--- start Record list ---
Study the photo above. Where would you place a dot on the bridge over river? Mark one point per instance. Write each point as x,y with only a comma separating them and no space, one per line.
--- end Record list ---
--- start Record list ---
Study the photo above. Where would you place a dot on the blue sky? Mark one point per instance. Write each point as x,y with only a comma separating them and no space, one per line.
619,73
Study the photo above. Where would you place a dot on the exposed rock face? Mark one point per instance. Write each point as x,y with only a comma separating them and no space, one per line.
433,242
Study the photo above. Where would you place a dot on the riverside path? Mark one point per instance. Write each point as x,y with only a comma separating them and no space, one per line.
--- end Record list ---
--- start Record list ---
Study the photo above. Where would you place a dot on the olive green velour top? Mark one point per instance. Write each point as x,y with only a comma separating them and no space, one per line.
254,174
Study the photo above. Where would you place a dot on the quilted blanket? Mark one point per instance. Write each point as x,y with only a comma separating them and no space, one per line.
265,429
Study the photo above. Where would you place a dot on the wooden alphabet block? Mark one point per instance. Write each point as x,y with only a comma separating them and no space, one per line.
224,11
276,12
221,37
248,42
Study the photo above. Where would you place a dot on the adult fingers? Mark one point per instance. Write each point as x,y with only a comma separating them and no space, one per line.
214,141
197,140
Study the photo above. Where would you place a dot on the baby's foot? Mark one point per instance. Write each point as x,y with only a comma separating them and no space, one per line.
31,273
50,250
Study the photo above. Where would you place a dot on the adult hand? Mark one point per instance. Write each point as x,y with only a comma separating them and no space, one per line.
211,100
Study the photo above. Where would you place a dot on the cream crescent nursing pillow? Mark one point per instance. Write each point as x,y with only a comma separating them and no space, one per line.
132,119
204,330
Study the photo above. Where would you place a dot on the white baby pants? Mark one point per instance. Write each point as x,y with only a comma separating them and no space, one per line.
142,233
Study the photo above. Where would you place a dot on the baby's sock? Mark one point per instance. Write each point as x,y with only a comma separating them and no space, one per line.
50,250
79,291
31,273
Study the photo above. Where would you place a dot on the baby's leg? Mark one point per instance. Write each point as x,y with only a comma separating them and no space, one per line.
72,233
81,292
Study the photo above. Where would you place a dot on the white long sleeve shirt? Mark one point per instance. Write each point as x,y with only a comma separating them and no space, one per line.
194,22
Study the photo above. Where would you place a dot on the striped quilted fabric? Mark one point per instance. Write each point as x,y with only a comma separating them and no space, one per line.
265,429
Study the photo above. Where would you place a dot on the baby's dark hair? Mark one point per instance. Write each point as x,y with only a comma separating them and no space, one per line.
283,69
--- end Record list ---
» **The task**
Keep only the lines above that contain the word "quilted", and copy each one out in full. Treat uppercase and lowercase as different when matching.

» **Task result**
Study the photo above. Where would you place a dot on the quilted blanket? Mark one point per instance. Write each point as x,y with only a comma separating them and no space, one per line.
Study the photo above. Where would you place a dot on the striped quilted fabric? Mark one point per instance. Write each point as x,y with only a comma separating them and no space, one per line.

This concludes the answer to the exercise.